What this task involves>
Print what the records say exactly, and omit the pictures.

Task material>
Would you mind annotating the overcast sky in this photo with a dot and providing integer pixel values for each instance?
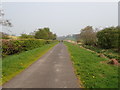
(62, 17)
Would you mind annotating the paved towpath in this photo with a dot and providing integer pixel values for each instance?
(53, 70)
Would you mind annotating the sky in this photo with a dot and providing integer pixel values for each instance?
(62, 18)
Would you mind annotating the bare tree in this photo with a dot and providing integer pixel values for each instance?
(3, 21)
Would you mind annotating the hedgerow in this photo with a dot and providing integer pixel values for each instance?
(10, 47)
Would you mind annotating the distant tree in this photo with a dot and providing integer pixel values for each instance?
(25, 36)
(88, 36)
(109, 37)
(3, 21)
(45, 34)
(4, 35)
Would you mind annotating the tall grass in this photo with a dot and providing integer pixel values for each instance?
(90, 70)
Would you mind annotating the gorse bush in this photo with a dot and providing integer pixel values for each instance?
(10, 47)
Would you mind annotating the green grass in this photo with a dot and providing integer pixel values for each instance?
(14, 64)
(91, 72)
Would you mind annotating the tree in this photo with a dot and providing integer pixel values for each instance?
(45, 34)
(88, 36)
(25, 36)
(109, 37)
(3, 21)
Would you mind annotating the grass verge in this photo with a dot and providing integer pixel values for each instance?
(14, 64)
(90, 70)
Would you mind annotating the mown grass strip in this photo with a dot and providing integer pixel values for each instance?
(14, 64)
(90, 70)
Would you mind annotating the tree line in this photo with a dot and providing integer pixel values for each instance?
(107, 38)
(42, 33)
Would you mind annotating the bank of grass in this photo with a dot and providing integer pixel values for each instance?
(14, 64)
(90, 70)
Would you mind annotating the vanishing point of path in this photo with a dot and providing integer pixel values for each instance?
(53, 70)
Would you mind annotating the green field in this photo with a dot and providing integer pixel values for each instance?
(89, 69)
(14, 64)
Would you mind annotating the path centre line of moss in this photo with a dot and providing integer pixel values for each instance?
(14, 64)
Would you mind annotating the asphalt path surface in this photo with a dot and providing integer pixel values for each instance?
(53, 70)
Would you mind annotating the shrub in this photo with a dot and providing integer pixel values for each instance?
(10, 47)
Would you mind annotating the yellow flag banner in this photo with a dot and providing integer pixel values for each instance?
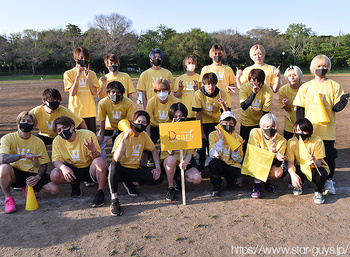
(180, 135)
(304, 160)
(257, 162)
(230, 140)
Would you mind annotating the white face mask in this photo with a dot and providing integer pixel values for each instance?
(190, 67)
(163, 95)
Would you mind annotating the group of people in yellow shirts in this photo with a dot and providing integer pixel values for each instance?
(78, 150)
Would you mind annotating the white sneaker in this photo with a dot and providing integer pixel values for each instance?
(318, 198)
(329, 187)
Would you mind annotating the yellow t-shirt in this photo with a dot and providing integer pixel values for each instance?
(113, 113)
(289, 117)
(306, 97)
(158, 111)
(83, 103)
(165, 154)
(257, 138)
(134, 146)
(225, 76)
(123, 78)
(74, 153)
(270, 77)
(45, 120)
(187, 92)
(209, 106)
(214, 137)
(314, 143)
(150, 76)
(12, 143)
(261, 103)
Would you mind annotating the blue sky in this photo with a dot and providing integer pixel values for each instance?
(323, 17)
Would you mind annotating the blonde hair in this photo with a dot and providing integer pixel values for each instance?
(217, 47)
(30, 114)
(256, 47)
(158, 85)
(297, 71)
(320, 59)
(268, 120)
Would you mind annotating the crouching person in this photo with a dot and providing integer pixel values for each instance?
(76, 157)
(19, 151)
(127, 152)
(171, 161)
(303, 128)
(224, 161)
(266, 137)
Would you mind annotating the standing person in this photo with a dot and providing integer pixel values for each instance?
(150, 76)
(272, 75)
(112, 63)
(207, 102)
(333, 99)
(18, 153)
(224, 160)
(319, 168)
(82, 84)
(51, 110)
(171, 162)
(76, 158)
(256, 100)
(187, 84)
(287, 93)
(224, 73)
(112, 109)
(266, 137)
(127, 151)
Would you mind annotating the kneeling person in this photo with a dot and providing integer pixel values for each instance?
(224, 161)
(171, 159)
(19, 151)
(76, 157)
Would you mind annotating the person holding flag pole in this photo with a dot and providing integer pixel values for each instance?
(305, 156)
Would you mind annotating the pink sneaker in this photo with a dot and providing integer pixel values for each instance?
(10, 204)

Exercise result>
Would you mind annotating the overcast sky in this photo with a dot and providing integer pixel values for each instance?
(62, 17)
Would you mind annotating the paved towpath in this photo with a dot and providing integer pixel values for each instance?
(53, 70)
Would you mind annotating the sky in this photo with a dot and providing integer pixel values for each instance?
(62, 18)
Would you mind annotating the bare tree in this photo with a dot and providing integer pixel values for each instance?
(3, 21)
Would you mind annotating the hedgerow in this photo with a dot and providing integer pixel values for each instance?
(10, 47)
Would you mind annotating the distant tree in this photo with a dot and providing integer pixel values for each instance?
(25, 36)
(88, 36)
(109, 37)
(3, 21)
(45, 34)
(4, 35)
Would you mind annotating the tall grass in this photo with a dot and providing integer pixel values for each instance?
(90, 70)
Would you mind annotating the gorse bush in this photo with a dot and providing integer pixel values for each instance?
(10, 47)
Would you mind annotating the green grass in this photo with a dot and providing integer pixel values for each instance?
(14, 64)
(91, 72)
Would you mind annotating the tree in this photo with a dot and providing integer pixel values for each instance?
(45, 34)
(88, 36)
(25, 36)
(109, 37)
(3, 21)
Would you mind annotating the grass verge in this photo with a dot and providing integer pixel values for each instance?
(14, 64)
(90, 70)
Would you mind annotating the mown grass strip in this photo with a dot and providing integer pixel values for each instance?
(14, 64)
(90, 70)
Would you mind annotating the tree line in this photo with a dot and providing integer pixel values for each instance?
(107, 38)
(42, 33)
Would you mind annotating the bank of grass in this photo with a dot and providing integer pixel values for each instance?
(14, 64)
(90, 70)
Would you mind annotating the vanishing point of path in this photo with a dot and providing integer pixel values for each instance?
(53, 70)
Would you mind annotating the green field in this photo with a dot and providing integer pixel values for each instance?
(89, 69)
(14, 64)
Would you mind annotating the path centre line of moss in this photo with a dot and providing integer pixel values for each instance?
(14, 64)
Would you mind annotating the asphalt path surface in this photo with a dot and providing integer pixel values for each instance?
(53, 70)
Would you mind annotating the shrub in this photo with a dot and providing integer pixel values for each instance?
(10, 47)
Would you mind annotating the yellow flag banner in this photo with a dot and providing integer pixel values for each instance?
(180, 135)
(304, 160)
(257, 162)
(230, 140)
Would you mind annotating the white face mask in this photo with a dot and providing integer pixel values for each instance?
(190, 67)
(163, 95)
Would you mind annotating the group of people in yellow shirts in this photo with a dot and providing integer pixel values for each instance?
(78, 150)
Would you mind annotating the white sneaker in this photo with a dot and providing integer pixel values for each instance?
(318, 198)
(329, 187)
Would you mind annotating the yellow t-shirt in this photo with a dot and providing integer pixel values for each instance?
(113, 113)
(289, 117)
(306, 97)
(158, 111)
(83, 103)
(165, 154)
(257, 138)
(134, 146)
(225, 76)
(123, 78)
(74, 153)
(270, 77)
(45, 120)
(187, 92)
(209, 106)
(214, 137)
(314, 143)
(150, 76)
(12, 143)
(261, 103)
Would you mind annotating the blue sky in this photo with a dot and providing integer pixel values for each instance?
(323, 17)
Would you mind annotating the blonde hair in this photo with a dot and providing integer pixel values for each instance?
(217, 47)
(30, 114)
(256, 47)
(158, 85)
(297, 71)
(320, 59)
(268, 120)
Would you mind annotating the crouching person in this photo with a dot and providing integer pixel values for each instance?
(76, 157)
(19, 151)
(127, 152)
(171, 161)
(303, 128)
(224, 161)
(266, 137)
Would you mind annotating the standing person in this photo with a dot and providing integer pixel values for each instance?
(150, 76)
(272, 75)
(112, 63)
(207, 102)
(333, 99)
(18, 153)
(224, 160)
(319, 168)
(82, 84)
(51, 110)
(171, 162)
(76, 158)
(256, 100)
(187, 84)
(287, 93)
(224, 73)
(112, 109)
(266, 137)
(127, 151)
Would you mind annotating the kneeling person in this photo with a dot and providing integer pixel values for each instance?
(224, 161)
(171, 159)
(19, 151)
(76, 157)
Would you mind annotating the person holding flag pole in this photo with a dot and providing integer pixel values for each instance?
(305, 156)
Would you mind annotating the pink sneaker in this photo with a dot and providing integer pixel values for each instance?
(10, 204)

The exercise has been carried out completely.